### REQUEST 1:
Quote the Thai basil pesto text from "This is a pesto" up to and including "aged provolone cheese.".

•••••

I used to make some stellar Thai basil pesto variations when I was living in in Thailand. But Thai basil is hard to find here in the US unless you’re lucky enough to have an Asian grocery store near by.
By all means use Thai basil if it is available for the recipe that follows. There are two varieties to look for. Thai sweet basil has pointed bright green aromatic leaves with a hint of anise and an after note e of cinnamon. Thai holly basil leaves are a deep green or sometimes reddish purple leaves with an earthy peppery flavor. Both variegates are distinctly more assertive in flavor than broad leaf Italian basil.
If Thai basil is not available, just adapt and diversify, which is how this recipe evolved. The secret to Thai food’s popularity is a cleaver one. Most Thai dishes include all five elements of taste, those being salty, sweet, sour, bitter, and umami (savory) flavors in one dish which is pure genius. It’s no wonder why Thai food is so loved. With that concept in mind I used readily available broad leaf Italian basil along with some hot jalapenos from south of the border, some Thai fish sauce, lime juice, cashews (abundant in Thailand) and you end up with a Thai- americano pesto!
This is a pesto you will want to add to your repertoire. A dollop added to almost any savory dish will have it bursting with all the flavors of a Thai- americano mash up.
Pictured is Thai..americano Peato served on toasted bread strips atop a salad of baby arugula, pickled beets and hard cooked eggs, and shaved aged provolone cheese.

•••••

### REQUEST 2:
In the rows from the line with "Could you please locate the distant box" up to and including the line with "[433,195,552,397]", swap "truck" for "vehicle" and return only those rows, leaving everything else unchanged.

### GIVEN INFORMATION:

•••••

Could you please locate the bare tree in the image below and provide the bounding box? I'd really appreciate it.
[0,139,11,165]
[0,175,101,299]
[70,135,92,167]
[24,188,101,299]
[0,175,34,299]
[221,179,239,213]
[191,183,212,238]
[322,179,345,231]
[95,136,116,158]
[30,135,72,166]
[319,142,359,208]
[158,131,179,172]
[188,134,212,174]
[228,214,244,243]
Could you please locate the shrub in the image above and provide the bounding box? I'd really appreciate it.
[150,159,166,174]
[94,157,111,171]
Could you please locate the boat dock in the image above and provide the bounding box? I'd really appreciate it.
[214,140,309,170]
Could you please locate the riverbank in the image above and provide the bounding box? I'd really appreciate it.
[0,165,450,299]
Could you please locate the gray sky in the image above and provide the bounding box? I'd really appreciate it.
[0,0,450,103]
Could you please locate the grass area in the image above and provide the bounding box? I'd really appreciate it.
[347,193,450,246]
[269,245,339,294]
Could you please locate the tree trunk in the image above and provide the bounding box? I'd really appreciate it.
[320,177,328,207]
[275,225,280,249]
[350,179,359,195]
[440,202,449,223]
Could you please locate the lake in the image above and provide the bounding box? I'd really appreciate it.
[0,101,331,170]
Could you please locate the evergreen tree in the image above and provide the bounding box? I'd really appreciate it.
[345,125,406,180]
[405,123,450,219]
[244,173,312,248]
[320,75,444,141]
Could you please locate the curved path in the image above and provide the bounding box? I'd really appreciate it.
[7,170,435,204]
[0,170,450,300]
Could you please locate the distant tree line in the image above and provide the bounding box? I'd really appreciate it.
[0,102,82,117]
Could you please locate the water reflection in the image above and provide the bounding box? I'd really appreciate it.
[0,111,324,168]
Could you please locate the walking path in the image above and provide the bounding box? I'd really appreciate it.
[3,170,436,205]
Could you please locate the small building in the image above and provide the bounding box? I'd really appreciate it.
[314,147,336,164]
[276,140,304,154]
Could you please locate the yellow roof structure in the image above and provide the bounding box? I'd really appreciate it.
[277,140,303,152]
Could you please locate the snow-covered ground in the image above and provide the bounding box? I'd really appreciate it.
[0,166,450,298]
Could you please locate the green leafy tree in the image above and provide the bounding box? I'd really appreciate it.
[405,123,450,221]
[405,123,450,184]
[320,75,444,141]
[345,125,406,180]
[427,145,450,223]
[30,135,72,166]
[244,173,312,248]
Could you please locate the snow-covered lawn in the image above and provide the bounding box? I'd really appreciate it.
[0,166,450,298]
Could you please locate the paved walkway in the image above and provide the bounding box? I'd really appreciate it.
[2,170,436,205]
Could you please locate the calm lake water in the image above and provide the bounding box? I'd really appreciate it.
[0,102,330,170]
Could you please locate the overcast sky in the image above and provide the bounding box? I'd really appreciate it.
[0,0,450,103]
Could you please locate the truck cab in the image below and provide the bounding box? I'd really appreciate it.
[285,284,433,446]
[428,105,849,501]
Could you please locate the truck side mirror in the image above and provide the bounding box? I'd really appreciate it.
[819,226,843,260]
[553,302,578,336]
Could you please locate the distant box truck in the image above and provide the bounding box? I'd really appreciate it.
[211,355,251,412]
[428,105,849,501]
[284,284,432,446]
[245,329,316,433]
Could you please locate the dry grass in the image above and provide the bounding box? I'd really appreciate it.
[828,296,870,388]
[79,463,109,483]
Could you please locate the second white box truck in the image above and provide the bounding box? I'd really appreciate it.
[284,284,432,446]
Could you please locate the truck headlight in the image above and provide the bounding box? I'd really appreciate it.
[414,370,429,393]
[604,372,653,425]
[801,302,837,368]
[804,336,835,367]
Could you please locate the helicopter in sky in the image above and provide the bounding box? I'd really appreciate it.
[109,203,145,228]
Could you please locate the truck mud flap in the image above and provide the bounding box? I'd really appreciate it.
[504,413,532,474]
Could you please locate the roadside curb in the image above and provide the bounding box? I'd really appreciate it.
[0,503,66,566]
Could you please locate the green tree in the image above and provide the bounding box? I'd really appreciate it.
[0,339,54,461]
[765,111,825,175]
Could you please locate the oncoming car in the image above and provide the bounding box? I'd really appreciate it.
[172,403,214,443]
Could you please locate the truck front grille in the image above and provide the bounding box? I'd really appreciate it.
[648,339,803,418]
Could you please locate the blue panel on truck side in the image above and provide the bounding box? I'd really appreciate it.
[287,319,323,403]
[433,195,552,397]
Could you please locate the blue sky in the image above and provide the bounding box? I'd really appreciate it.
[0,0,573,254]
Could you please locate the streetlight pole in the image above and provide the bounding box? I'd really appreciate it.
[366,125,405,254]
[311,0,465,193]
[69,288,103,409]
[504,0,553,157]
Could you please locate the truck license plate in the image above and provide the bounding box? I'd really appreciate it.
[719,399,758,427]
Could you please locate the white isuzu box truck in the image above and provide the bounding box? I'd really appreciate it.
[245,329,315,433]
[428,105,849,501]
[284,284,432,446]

•••••

### ANSWER 1:
This is a pesto you will want to add to your repertoire. A dollop added to almost any savory dish will have it bursting with all the flavors of a Thai- americano mash up.
Pictured is Thai..americano Peato served on toasted bread strips atop a salad of baby arugula, pickled beets and hard cooked eggs, and shaved aged provolone cheese.

### ANSWER 2:
Could you please locate the distant box vehicle in the image above and provide the bounding box? I'd really appreciate it.
[211,355,251,412]
[428,105,849,501]
[284,284,432,446]
[245,329,316,433]
Could you please locate the dry grass in the image above and provide the bounding box? I'd really appreciate it.
[828,296,870,388]
[79,463,109,483]
Could you please locate the second white box vehicle in the image above and provide the bounding box? I'd really appreciate it.
[284,284,432,446]
Could you please locate the vehicle headlight in the image above and provide the bounding box? I'd really appreciate it.
[414,370,429,393]
[604,372,653,425]
[801,302,837,368]
[804,336,835,367]
Could you please locate the helicopter in sky in the image above and provide the bounding box? I'd really appreciate it.
[109,203,145,228]
Could you please locate the vehicle mud flap in the image above and provide the bounding box? I'd really appreciate it.
[504,413,532,474]
Could you please locate the roadside curb in the image above and provide the bounding box? I'd really appreciate it.
[0,503,66,566]
Could you please locate the green tree in the image above and provide the bounding box? I'd really appreciate it.
[0,339,54,461]
[765,111,825,175]
Could you please locate the oncoming car in the image above and provide the bounding box? I'd really appreciate it.
[172,403,214,443]
Could you please locate the vehicle front grille in the image above and provide the bounding box? I'd really appreciate it.
[648,339,803,418]
Could you please locate the blue panel on vehicle side in the image above and provide the bounding box? I'd really appreciate it.
[287,319,323,403]
[433,195,552,397]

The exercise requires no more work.